Actions to take:
1 – Quote the ICC interview text word for word, everything from "Harper’s Magazine" down to "War Crimes Tribunals.".
2 – Extend the ICC interview text below, picking up right after its final sentence.

Selected extract:
● ● ● ● ●

Unimaginable Atrocities: Six Questions for William Schabas

Print
Scott Horton interviews Professor William Schobas about new challenges facing the International Criminal Court (ICC) in order to achieve impartial justice. Schobas criticized the ICC’s lack of methodology in its “selective prosecution,” a flaw that gives the prosecutor, a single individual, the authority to decide the court’s agenda. Permanent members of the UN Security Council have strong influence on the prosecutor’s decision, and as a result this decision becomes politicized. Schobas also argues for a more precise definition of genocide, especially when “genocide” justifies military intervention.





By Scott Horton

Harper’s Magazine
May 18, 2012


A successfully completed prosecution in the International Criminal Court, new demands for investigations into atrocities in Syria, ongoing issues surrounding crimes committed by American officials during the Bush-era “war on terror”—international criminal-law issues are steadily topical. Canadian scholar William Schabas, now a professor at Middlesex University in London, is one of the world’s leading writers and speakers on the subject. I put six questions to him about his new book, Unimaginable Atrocities: Justice, Politics, and Rights at the War Crimes Tribunals.

● ● ● ● ●

Material supplied:

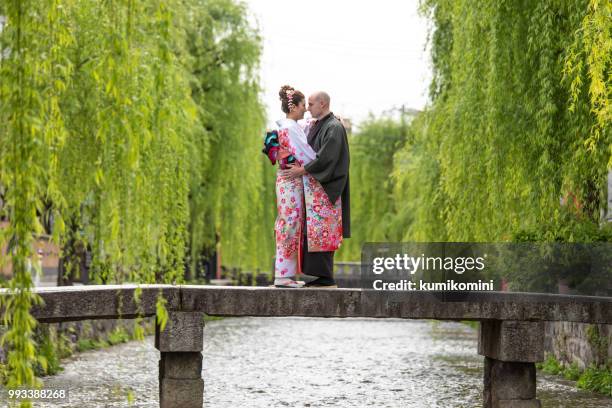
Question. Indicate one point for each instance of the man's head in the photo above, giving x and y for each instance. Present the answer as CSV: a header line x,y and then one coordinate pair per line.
x,y
318,104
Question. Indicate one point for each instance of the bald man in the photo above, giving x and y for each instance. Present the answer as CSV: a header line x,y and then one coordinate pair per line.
x,y
327,137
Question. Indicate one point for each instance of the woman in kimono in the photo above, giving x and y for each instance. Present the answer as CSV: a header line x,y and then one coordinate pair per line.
x,y
300,201
290,192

● ● ● ● ●

Answers by task:
1 –
Harper’s Magazine
May 18, 2012


A successfully completed prosecution in the International Criminal Court, new demands for investigations into atrocities in Syria, ongoing issues surrounding crimes committed by American officials during the Bush-era “war on terror”—international criminal-law issues are steadily topical. Canadian scholar William Schabas, now a professor at Middlesex University in London, is one of the world’s leading writers and speakers on the subject. I put six questions to him about his new book, Unimaginable Atrocities: Justice, Politics, and Rights at the War Crimes Tribunals.

2 –
1. Just weeks ago, the International Criminal Court handed down its first judgment, convicting Thomas Lubanga of crimes relating to the recruitment and direction of child-soldiers in the civil war in the Democratic Republic of the Congo. The case was at once hailed as a triumph and condemned as a demonstration of the incompetence and inefficiency of the ICC. Who was right?

Both are right. A permanent international criminal court dealing with alleged perpetrators of massive human rights abuses has been a dream for decades. It promises universality, and therefore attempts to address the double standards that have troubled international justice in the past, whereby powerful individuals in strong countries go unpunished unless they have the misfortune to lose a war. A verdict in its first trial is a milestone for the court. Meanwhile, new member states continue to join up. Even the Security Council showed its confidence in the institution when it adopted a unanimous resolution, in February 2011, providing authority to prosecute the situation in Libya. So the wind is still in the court’s sails, even if its performance has been rather lackluster.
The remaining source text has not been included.